AUSZUG ZUM LESEN:
B11 312607-2/2008/2Z

 

BESCHLUSS

 

Der Asylgerichtshof hat durch den Richter Dr. Moritz als Einzelrichter über den Antrag auf Wiedereinsetzung von Frau B. G., geb. 00. 00.1989, StA. Kosovo, beschlossen:

 

Dem Antrag auf Wiedereinsetzung in den vorigen Stand von Frau B. G. vom 24.09.2008 gegen den mündlich verkündeten Bescheid des unabhängigen Bundesasylsenates vom 02.11.2007, Zl. 312.607-1/8Z-I/02/07, wird gemäß § 71 Abs. 1 AVG stattgegeben und der Bescheid vom 02.11.2007, Zl. 312.607-1/8Z-I/02/07, behoben.

Text

E n t s c h e i d u n g s g r ü n d e :

 

I. Verfahrensgang:

 

Mit Bescheid des Bundesasylamtes vom 18.05.2007 wurde der Asylantrag der Wiedereinsetzungswerberin gemäß § 7 AsylG abgewiesen und ihre Zurückweisung, Zurückschiebung oder Abschiebung nach Serbien, Provinz Kosovo, gemäß § 8 Abs. 1 AsylG für zulässig erklärt. Gegen diesen Bescheid erhob die Wiedereinsetzungswerberin firstgerecht das Rechtmittel der Berufung.

 

Für den 02.11.2007 wurde eine mündliche Verhandlung vor dem unabhängigen Bundesasylsenat, Außenstelle Linz, anberaumt, zu der die Wiedereinsetzungswerberin per am 18.09.2007 hinterlegten RSa-Brief geladen wurde. Mit Schreiben vom 31.10.2007 ließ die Wiedereinsetzungswerberin den unabhängigen Bundesasylsenat wissen, dass sie sich infolge ihres schlechten Gesundheitszustandes außer Stande sehe, den Verhandlungstermin am 02.11.2007 wahrzunehmen. Sie sei im dritten Monat schwanger und im Moment grippeerkrankt (siehe UBAS-Akt, OZ 7).

EINGABEDATEN:
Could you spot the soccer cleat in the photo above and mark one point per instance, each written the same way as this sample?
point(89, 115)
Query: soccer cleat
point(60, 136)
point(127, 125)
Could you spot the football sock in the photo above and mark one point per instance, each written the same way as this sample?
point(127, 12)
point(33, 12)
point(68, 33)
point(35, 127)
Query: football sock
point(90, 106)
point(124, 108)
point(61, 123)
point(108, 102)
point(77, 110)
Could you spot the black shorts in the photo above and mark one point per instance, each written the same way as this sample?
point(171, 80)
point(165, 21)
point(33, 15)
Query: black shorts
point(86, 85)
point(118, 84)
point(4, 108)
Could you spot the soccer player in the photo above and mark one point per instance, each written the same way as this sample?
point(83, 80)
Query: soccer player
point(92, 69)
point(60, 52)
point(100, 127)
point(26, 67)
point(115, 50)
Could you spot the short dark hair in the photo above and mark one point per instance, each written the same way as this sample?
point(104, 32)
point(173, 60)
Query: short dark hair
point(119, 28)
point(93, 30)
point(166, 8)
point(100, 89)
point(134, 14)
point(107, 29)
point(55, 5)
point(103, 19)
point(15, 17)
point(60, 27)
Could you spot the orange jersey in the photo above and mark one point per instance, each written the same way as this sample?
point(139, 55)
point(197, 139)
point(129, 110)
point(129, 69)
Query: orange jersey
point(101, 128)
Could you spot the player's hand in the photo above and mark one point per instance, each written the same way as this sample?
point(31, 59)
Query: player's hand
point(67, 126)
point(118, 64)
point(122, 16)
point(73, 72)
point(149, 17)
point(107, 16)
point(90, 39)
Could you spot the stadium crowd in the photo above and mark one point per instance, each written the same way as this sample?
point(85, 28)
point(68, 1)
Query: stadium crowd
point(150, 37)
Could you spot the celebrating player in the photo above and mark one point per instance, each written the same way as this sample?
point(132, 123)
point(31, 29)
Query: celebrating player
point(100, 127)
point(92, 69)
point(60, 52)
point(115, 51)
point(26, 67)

AUFGABEN:
[A] Gib den Beschluss des Asylgerichtshofs vollständig und unverändert aus.
[B] Gib aus den Datensätzen die Zeilen zwischen der Zeile mit „Could you spot the soccer player“ und der Zeile mit „point(115, 50)“, beide eingeschlossen, als nummerierte Liste ohne Leerzeilen wieder.
Die Datensätze stehen in keinem Zusammenhang mit dem Beschluss.

ANTWORTEN JE AUFGABE:
[A]
B11 312607-2/2008/2Z

 

BESCHLUSS

 

Der Asylgerichtshof hat durch den Richter Dr. Moritz als Einzelrichter über den Antrag auf Wiedereinsetzung von Frau B. G., geb. 00. 00.1989, StA. Kosovo, beschlossen:

 

Dem Antrag auf Wiedereinsetzung in den vorigen Stand von Frau B. G. vom 24.09.2008 gegen den mündlich verkündeten Bescheid des unabhängigen Bundesasylsenates vom 02.11.2007, Zl. 312.607-1/8Z-I/02/07, wird gemäß § 71 Abs. 1 AVG stattgegeben und der Bescheid vom 02.11.2007, Zl. 312.607-1/8Z-I/02/07, behoben.

Text

E n t s c h e i d u n g s g r ü n d e :

 

I. Verfahrensgang:

 

Mit Bescheid des Bundesasylamtes vom 18.05.2007 wurde der Asylantrag der Wiedereinsetzungswerberin gemäß § 7 AsylG abgewiesen und ihre Zurückweisung, Zurückschiebung oder Abschiebung nach Serbien, Provinz Kosovo, gemäß § 8 Abs. 1 AsylG für zulässig erklärt. Gegen diesen Bescheid erhob die Wiedereinsetzungswerberin firstgerecht das Rechtmittel der Berufung.

 

Für den 02.11.2007 wurde eine mündliche Verhandlung vor dem unabhängigen Bundesasylsenat, Außenstelle Linz, anberaumt, zu der die Wiedereinsetzungswerberin per am 18.09.2007 hinterlegten RSa-Brief geladen wurde. Mit Schreiben vom 31.10.2007 ließ die Wiedereinsetzungswerberin den unabhängigen Bundesasylsenat wissen, dass sie sich infolge ihres schlechten Gesundheitszustandes außer Stande sehe, den Verhandlungstermin am 02.11.2007 wahrzunehmen. Sie sei im dritten Monat schwanger und im Moment grippeerkrankt (siehe UBAS-Akt, OZ 7).

[B]
1. Could you spot the soccer player in the photo above and mark one point per instance, each written the same way as this sample?
2. point(83, 80)
3. Query: soccer player
4. point(92, 69)
5. point(60, 52)
6. point(100, 127)
7. point(26, 67)
8. point(115, 50)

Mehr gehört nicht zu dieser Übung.